■ WHAT YOU WILL DO:
- A) Answer these questions from the publishing interview, one line each:
(i) Which Henry Miller book does BR name as his goal once he got into publishing?
(ii) What position did Mark Schorer hold?
(iii) With whom did BR correspond about reaching Burroughs through Miller?
- B) Carry the publishing interview forward from its last line.

SOURCE EXTRACT Block Start

BR: He didn't have a light touch at all. His descriptions of sex, I think, were ridiculous.
WM: As a publisher, did you have a strategy? I read that you said you published D. H. Lawrence so that someday you could publish someone like Henry Miller.
BR: Somebody like him? No, him, and very specifically Tropic of Cancer. The minute I got into publishing, that became my goal—now I can do it!
I don't know if we would have gotten away with publishing Chatterley or not if it hadn't been for Mark Schorer, a professor of English at Berkeley, who came up with the idea in the first place. Not for Miller, but for Chatterley. To him that was not a means to an end, it was the beginning and the end. He was a wonderful defender of Chatterley and of Lawrence, and I admired that and I liked it, but to me it was really a way to get to Miller. And in my correspondence with Maurice Girodias of Olympia Press I talk about how to get to Burroughs through Miller. To me, the direct line of descent was—you know, like a lineup in baseball—Lawrence to Miller to Burroughs.
WM: Henry James to Lawrence to Miller to Burroughs, how about that?

SOURCE EXTRACT Block End
EXCERPTED RECORDS Block Start

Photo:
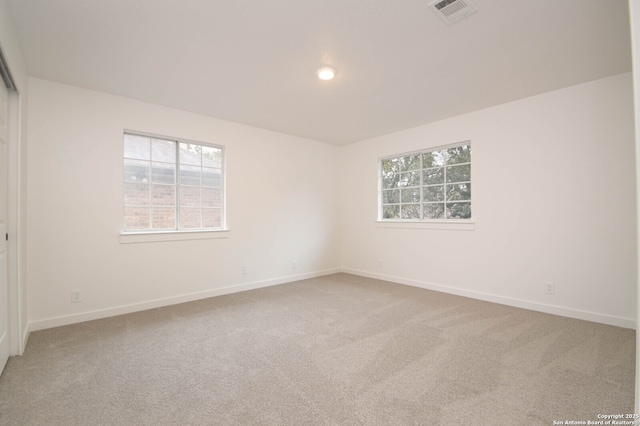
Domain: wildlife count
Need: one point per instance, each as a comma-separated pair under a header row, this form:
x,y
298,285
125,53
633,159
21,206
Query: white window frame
x,y
421,222
177,233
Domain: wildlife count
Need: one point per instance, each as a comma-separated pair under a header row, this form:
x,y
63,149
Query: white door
x,y
4,299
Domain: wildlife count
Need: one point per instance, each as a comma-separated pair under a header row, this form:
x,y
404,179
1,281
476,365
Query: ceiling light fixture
x,y
326,73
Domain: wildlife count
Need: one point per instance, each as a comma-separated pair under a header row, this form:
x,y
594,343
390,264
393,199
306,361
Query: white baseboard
x,y
158,303
518,303
25,338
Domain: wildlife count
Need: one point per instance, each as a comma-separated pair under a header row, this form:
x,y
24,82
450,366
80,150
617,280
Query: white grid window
x,y
427,185
170,184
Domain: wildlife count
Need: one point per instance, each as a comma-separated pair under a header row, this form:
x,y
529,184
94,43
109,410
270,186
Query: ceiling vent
x,y
451,11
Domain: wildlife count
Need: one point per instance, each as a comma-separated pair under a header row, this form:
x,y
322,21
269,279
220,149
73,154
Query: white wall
x,y
553,200
17,167
282,198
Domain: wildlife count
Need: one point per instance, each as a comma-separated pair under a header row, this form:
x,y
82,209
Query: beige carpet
x,y
336,350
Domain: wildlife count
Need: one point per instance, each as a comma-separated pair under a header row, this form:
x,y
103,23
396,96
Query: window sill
x,y
441,225
150,237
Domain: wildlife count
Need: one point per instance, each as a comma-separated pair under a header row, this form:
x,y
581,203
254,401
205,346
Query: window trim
x,y
151,235
457,224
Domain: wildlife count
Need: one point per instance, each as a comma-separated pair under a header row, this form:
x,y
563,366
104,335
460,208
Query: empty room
x,y
249,212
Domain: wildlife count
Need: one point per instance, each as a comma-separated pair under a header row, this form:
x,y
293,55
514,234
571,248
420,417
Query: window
x,y
170,184
427,185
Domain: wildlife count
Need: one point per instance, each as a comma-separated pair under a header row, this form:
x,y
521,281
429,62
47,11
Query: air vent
x,y
451,11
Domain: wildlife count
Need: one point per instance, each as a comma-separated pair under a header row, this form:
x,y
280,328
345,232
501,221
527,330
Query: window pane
x,y
136,171
189,196
459,154
411,195
211,218
459,210
390,196
459,191
410,162
190,154
163,195
211,177
434,211
459,173
392,165
410,211
136,194
136,218
163,218
409,179
136,147
190,218
163,150
433,176
211,197
434,193
190,175
391,212
433,159
211,157
390,180
163,173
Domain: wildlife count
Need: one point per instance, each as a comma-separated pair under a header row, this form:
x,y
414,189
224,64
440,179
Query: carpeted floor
x,y
335,350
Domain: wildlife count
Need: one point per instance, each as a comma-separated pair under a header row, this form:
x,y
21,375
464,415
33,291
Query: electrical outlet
x,y
550,288
76,296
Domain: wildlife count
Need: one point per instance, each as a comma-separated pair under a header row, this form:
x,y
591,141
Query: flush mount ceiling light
x,y
326,73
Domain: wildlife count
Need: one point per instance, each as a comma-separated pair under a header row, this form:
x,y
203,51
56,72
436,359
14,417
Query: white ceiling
x,y
254,61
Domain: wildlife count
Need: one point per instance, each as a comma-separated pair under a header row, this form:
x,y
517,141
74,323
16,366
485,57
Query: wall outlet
x,y
76,296
549,288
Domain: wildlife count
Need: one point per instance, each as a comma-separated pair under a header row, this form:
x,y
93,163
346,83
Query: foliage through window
x,y
427,185
171,184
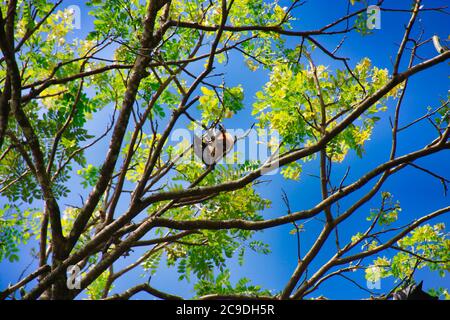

EXCERPTED RECORDS Block End

■ OUTPUTS BY TASK:
- A)
(i) Tropic of Cancer
(ii) He was a professor of English at Berkeley.
(iii) Maurice Girodias of Olympia Press

- B)
BR: I would accept that. I would accept it because publishing James created a foundation proving that we were not doing what we were accused of doing by a lot of people, publishing Lady Chatterley as just a sensational trick. I didn't publish James for that reason, I hadn't thought about that ulterior purpose at the time, but it did not hurt. It was a good backdrop to have.
WM: Your relationship with Henry Miller goes back to your freshman year at Swarthmore College.
BR: My relationship with his writing.
WM: Did you discover Tropic of Cancer that year?
BR: I hardly discovered it. Somebody led me to it. Why, I don't know. It would be interesting to ask that person. I've never spoken to him since. I've seen him, he's alive and walking around New York. He became a very well-known curator of art at the Metropolitan and then at MoMA. Still is, as far as I know.
He must have seen something in me that was a little different than the other students at Swarthmore. He told me exactly where to go. To a famous bookstore, the Gotham Book Mart on Forty-seventh Street.
WM: Why do you think the book had such an impact on you?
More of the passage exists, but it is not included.